Ma a Bergamo è iniziato il lockdown? Osservando le vie del centro città non si direbbe. Camminando non si può fare a meno di tornare con la mente a quelle stesse strade durante la prima serrata da marzo a maggio. Ma se allora erano deserte, con nessuno che passeggiava (a parte pochi avventori in giro con il cane) e con le serrande di tutti i negozi tristemente abbassate, adesso, mesi dopo, durante il primo giorno con la rinnovata zona rossa a Bergamo, la situazione è ben diversa.
C’è gente in giro. E tanta. È univoca la percezione. Dopotutto, non può che essere così: le nuove regole non impongono un blocco totale. È ancora permesso uscire per andare al lavoro (che siano aziende o pubblica amministrazione), dal parrucchiere o prendere un caffè d’asporto. Persino andare al mercato.
Mancano, invece, le forze dell’ordine. Almeno nel primo giorno, forse anche per dare il tempo a tutti di adeguarsi, nelle vie centrali non si vedono agenti di polizia o carabinieri annunciati nelle scorse vigilare sul mantenimento delle regole imposte dal Governo per contenere i contagi.
I commercianti, fortemente colpiti dall’ultimo Dpcm tanto da essere i primi a manifestare in piazza per la “libertà violata”, cercano di reagire e di restare a galla. Perché, anche se la gente per strada c’è, non è sufficiente per mantenere in vita un’attività con costi di gestione e dipendenti.
L’asporto e la consegna a domicilio sono le soluzioni adottate da tutti. “Abbiamo perso tanti clienti. Ora facciamo solo delivery. Siamo fortemente intaccati dalle ultime regole: fino a una settimana fa potendo fare il pranzo era diverso, ma ora siamo in perdita”, racconta Antonio Danese della pizzeria Bella Napoli in via Sant’Alessandro.

Materiale di partenza:
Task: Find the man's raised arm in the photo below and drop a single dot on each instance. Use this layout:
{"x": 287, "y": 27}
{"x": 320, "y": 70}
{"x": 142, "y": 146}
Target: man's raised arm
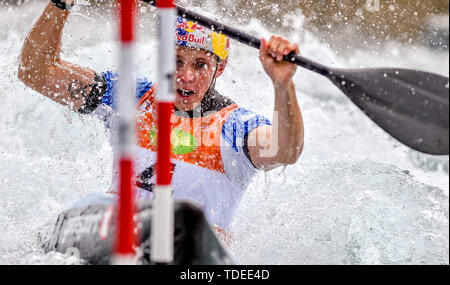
{"x": 41, "y": 67}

Elenco attività:
(a) Trascrivi dall'estratto sulla zona rossa a Bergamo il passo che comincia con le parole "I commercianti, fortemente" e termina dopo "gestione e dipendenti.".
(b) Nell'estratto sulla zona rossa a Bergamo, in quale via si trova la pizzeria Bella Napoli?

Risposte alle attività:
(a)
I commercianti, fortemente colpiti dall’ultimo Dpcm tanto da essere i primi a manifestare in piazza per la “libertà violata”, cercano di reagire e di restare a galla. Perché, anche se la gente per strada c’è, non è sufficiente per mantenere in vita un’attività con costi di gestione e dipendenti.

(b) In via Sant’Alessandro.